INFORMATION SUPPLIED START

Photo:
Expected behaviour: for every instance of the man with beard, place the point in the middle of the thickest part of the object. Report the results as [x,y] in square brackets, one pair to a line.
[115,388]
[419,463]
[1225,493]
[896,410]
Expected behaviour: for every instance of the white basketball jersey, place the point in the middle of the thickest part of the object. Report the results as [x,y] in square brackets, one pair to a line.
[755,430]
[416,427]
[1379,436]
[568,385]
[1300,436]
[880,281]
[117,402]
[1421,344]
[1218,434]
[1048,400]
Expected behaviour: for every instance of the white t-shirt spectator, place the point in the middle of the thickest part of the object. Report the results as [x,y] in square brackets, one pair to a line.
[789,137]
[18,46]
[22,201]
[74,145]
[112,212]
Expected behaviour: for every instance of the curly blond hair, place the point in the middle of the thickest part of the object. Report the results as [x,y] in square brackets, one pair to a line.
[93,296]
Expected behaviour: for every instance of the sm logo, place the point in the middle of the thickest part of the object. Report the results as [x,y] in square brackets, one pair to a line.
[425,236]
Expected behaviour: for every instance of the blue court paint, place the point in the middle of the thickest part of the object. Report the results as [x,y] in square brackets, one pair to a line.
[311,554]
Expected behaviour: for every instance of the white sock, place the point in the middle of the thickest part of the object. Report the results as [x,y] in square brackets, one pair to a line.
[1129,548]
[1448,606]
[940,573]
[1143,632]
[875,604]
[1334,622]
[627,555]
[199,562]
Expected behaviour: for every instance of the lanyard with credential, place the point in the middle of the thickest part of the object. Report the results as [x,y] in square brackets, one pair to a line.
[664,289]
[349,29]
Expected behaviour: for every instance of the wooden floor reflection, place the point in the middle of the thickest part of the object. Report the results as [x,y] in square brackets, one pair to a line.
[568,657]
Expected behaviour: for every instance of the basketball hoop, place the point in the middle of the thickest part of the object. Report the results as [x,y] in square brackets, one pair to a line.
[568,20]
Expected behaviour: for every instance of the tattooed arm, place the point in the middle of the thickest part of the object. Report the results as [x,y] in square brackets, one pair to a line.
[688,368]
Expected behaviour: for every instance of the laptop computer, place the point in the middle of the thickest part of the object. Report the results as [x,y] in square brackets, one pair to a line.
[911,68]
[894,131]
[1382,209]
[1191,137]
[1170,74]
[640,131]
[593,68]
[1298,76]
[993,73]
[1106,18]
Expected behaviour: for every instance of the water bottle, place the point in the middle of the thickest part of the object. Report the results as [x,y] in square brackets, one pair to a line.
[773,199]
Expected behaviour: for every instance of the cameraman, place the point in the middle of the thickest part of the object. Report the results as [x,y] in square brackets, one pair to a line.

INFORMATION SUPPLIED END

◆ WHAT THE TASK REQUIRES:
Nothing in the records may change; output all of them exactly.

◆ EXERCISE RESULT:
Photo:
Expected behaviour: for every instance of the man with beard, place the point in the middle of the thickest part of the object. Report the results as [x,y] in square brackets, one pair to a line.
[115,388]
[419,463]
[1225,493]
[896,410]
Expected behaviour: for every instance of the white basketball jersey, place the point in the middle of the thickest part of the object. Report the results as [x,y] in square brackets, one pair to a line.
[755,430]
[416,427]
[1379,436]
[568,385]
[1300,436]
[880,281]
[117,402]
[1421,344]
[1218,434]
[1048,400]
Expected behaviour: for every instance of the white t-shirt spectator, place the point in the middle of the thickest part of the object. Report the results as [x,y] in square brackets, one pair to a line.
[789,137]
[18,46]
[22,201]
[74,145]
[112,212]
Expected behaviour: for every instance of the curly blond hair, place the point in the middle of the thickest part of the object. Report the results as [x,y] in square brackets, one pair to a line.
[93,296]
Expected behaviour: for every instance of the sm logo, place the point in the middle of the thickest part of the object. Report the results as [x,y] in square brackets, one pair to a line.
[425,236]
Expected behaviour: for every instance of the blue court paint, place the point in the middle of the thickest part of the object. Report the results as [x,y] in square brackets, one pair to a line.
[311,554]
Expected behaviour: for every instance of the white sock, place the point in the middle of the thickest part of the object. Report the results as [x,y] in square brackets, one pair to a line.
[1129,548]
[1448,606]
[940,573]
[1143,632]
[875,604]
[1334,622]
[627,555]
[199,562]
Expected behaviour: for every instance of the lanyard with credential, place the point in the middle of the thickest part of the object. Report the results as [x,y] in square brackets, one pair to a line.
[664,289]
[349,29]
Expected behaviour: for every instance of the wooden floor reflection, place the point in the middle of the thickest part of the object. Report the results as [x,y] in square brackets, one pair to a line.
[568,657]
Expected behaviour: for every instance of the basketball hoop, place the point in the middle of the thickest part of the object. Report the results as [x,y] in square brackets, one pair to a line.
[568,20]
Expected behaviour: for every instance of the tattooed arm, place the point in the middle of the thickest part of the object. Report the results as [x,y] in square brackets, one pair to a line.
[688,368]
Expected behaviour: for every instance of the laptop computer, place the point in the middle of the thickest part of the object. Report the results as [x,y] in square brackets, one pair to a line.
[911,68]
[894,131]
[1382,209]
[1191,137]
[1170,74]
[640,131]
[593,68]
[1298,76]
[993,73]
[1106,18]
Expected behaviour: for every instance of the water bottle, place the point in the middle of the thickest part of the object. Report the results as [x,y] in square brackets, one pair to a line.
[773,199]
Expected behaviour: for every instance of the cameraman, place the point in the middle of the thickest part of the object. Report the results as [x,y] in square brackets, one pair to a line.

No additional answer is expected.